### Your task
Can you write out all of the material below, word for word?
:: Data provided
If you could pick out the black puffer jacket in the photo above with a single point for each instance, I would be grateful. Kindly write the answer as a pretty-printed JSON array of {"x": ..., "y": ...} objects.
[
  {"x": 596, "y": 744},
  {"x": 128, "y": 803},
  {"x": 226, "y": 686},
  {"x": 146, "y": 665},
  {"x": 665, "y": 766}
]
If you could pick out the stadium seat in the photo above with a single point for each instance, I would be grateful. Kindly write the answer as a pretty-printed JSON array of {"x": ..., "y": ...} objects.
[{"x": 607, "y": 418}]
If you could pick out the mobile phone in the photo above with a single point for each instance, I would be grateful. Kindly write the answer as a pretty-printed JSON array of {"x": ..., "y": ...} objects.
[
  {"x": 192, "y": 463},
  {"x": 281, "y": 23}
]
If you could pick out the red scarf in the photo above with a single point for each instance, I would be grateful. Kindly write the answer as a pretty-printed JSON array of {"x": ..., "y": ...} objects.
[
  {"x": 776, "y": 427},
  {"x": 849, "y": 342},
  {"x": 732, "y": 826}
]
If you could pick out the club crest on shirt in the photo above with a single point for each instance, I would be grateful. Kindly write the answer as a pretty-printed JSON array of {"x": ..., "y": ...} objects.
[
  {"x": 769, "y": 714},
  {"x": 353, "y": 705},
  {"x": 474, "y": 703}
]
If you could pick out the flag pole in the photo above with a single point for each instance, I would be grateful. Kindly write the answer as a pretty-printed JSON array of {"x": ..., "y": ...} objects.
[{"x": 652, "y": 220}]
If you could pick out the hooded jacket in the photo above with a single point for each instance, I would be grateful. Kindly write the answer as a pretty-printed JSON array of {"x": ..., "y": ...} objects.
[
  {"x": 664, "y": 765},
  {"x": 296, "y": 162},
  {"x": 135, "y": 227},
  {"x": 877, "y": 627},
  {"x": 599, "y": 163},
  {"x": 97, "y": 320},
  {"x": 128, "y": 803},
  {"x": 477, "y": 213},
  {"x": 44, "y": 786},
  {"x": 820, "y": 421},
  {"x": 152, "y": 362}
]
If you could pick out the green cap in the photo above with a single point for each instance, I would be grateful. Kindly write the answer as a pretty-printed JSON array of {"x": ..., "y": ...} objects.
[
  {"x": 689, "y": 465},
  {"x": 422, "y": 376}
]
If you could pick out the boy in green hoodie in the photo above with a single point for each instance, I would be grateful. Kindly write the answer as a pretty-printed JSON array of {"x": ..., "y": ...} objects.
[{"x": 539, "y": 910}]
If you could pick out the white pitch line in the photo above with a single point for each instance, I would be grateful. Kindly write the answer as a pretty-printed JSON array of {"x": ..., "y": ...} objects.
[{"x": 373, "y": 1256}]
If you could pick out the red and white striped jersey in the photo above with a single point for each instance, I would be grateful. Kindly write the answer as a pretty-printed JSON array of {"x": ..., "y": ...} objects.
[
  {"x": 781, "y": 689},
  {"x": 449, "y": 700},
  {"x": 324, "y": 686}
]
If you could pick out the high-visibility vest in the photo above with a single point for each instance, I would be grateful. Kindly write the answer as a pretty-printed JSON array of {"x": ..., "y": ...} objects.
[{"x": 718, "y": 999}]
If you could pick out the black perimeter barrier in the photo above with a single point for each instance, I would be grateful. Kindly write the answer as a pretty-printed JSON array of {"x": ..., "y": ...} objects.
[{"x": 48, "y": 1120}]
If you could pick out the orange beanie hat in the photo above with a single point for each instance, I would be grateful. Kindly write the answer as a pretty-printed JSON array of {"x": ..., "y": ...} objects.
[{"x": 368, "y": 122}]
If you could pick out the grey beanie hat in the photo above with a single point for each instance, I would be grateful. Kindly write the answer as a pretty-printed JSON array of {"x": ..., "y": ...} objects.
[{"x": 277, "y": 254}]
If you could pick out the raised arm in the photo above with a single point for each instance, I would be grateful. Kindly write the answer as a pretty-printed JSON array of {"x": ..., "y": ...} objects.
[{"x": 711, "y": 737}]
::::
### Task result
If you could pick out the black puffer jacket in the photo above with a single point for each instance, I would be grateful. Kindly write the answer as a pretty-printed JSON array of {"x": ..., "y": ...} objects.
[
  {"x": 596, "y": 744},
  {"x": 128, "y": 803},
  {"x": 226, "y": 686},
  {"x": 146, "y": 665},
  {"x": 665, "y": 766}
]
If you could pick out the stadium seat in the photo above with a single point for each instance, I would be grateful. Kindly write the answer as a pretty-printed JSON array of {"x": ..., "y": ...} objects.
[{"x": 607, "y": 418}]
If you could pick out the mobile phone in the photo above with a single point for each instance, I would be grateful. Kindly write the answer as a pretty-printed JSON array of {"x": ..., "y": ...} objects.
[
  {"x": 192, "y": 463},
  {"x": 281, "y": 23}
]
If you could pick out the red scarf in the photo above with a single point for each instance, I would be grateful. Kindly write the answer as a pretty-printed JSON array of {"x": ..., "y": ...} objects.
[
  {"x": 776, "y": 427},
  {"x": 849, "y": 342},
  {"x": 732, "y": 826}
]
If you could pick out the club crest on shirt in the photo above with a single point for each instance, I would be grateful. Kindly write the answer as a pretty-printed JSON array of {"x": ..., "y": ...} objects.
[
  {"x": 769, "y": 714},
  {"x": 353, "y": 705},
  {"x": 474, "y": 703}
]
If you could pick out the flag pole in the photo above with a single point for each instance, I would be grateful. Kindly write the answer as a pretty-printed JSON array of {"x": ..., "y": ...} objects.
[{"x": 652, "y": 220}]
If you could pick out the hooded jacket in the photo above with a single point for each instance, I would be grateful. Kindly write the answer as a pretty-printed JSON array of {"x": ..., "y": ...} objects.
[
  {"x": 664, "y": 765},
  {"x": 296, "y": 162},
  {"x": 135, "y": 227},
  {"x": 877, "y": 627},
  {"x": 599, "y": 163},
  {"x": 97, "y": 320},
  {"x": 128, "y": 803},
  {"x": 477, "y": 213},
  {"x": 44, "y": 786},
  {"x": 820, "y": 421},
  {"x": 152, "y": 362}
]
If you could pick out the green cap in the photo above with a single point for each instance, I would be grateful. Kindly write the answer as a pretty-printed JSON array of {"x": ..., "y": ...} objects.
[
  {"x": 689, "y": 465},
  {"x": 422, "y": 376}
]
If you could pick out the boy in green hoodie in the photo above with a single point for each instance, I would be grateful. Kindly write the answer as a pretty-printed JSON array of {"x": ..., "y": ...} objects.
[{"x": 539, "y": 910}]
If you could pick out the white pitch line in the photo above with a single point for each instance, I would be grateful. Kindly write the answer as a pretty-printed JSON array of {"x": ..., "y": ...} objects.
[{"x": 373, "y": 1256}]
If you could pick out the red and white striped jersey in the photo above with a single point for each instance, I would be grateful. Kindly write the answer as a pretty-printed JSON array of {"x": ..., "y": ...} objects.
[
  {"x": 781, "y": 689},
  {"x": 449, "y": 700},
  {"x": 324, "y": 686}
]
If you could pick out the high-visibility vest in the photo above with a single point for each instance, I would be grateful. Kindly write the answer as a pretty-printed JSON array of {"x": ..., "y": ...} objects.
[{"x": 718, "y": 999}]
If you could pick out the black perimeter barrier in the photo above with a single point for each instance, I would be grateful. Kindly write the answer as a pretty-printed JSON array of {"x": ..., "y": ...} objects.
[{"x": 48, "y": 1120}]
If you could pick out the orange beanie hat in the photo above with a single point for each instance, I would be grateful. Kindly write the answer as a pretty-printed JSON array of {"x": ..., "y": ...} objects.
[{"x": 368, "y": 122}]
If you could pick out the grey beanie hat in the photo above with a single point for each instance, I would be grateful. Kindly write the answer as a pretty-printed JSON array of {"x": ..., "y": ...} objects.
[{"x": 277, "y": 254}]
If you could pick out the raised arm in the photo above with a single point for each instance, I would be grateful. Kindly write the answer as a pretty-printed JSON array of {"x": ..., "y": ...} objects.
[{"x": 711, "y": 737}]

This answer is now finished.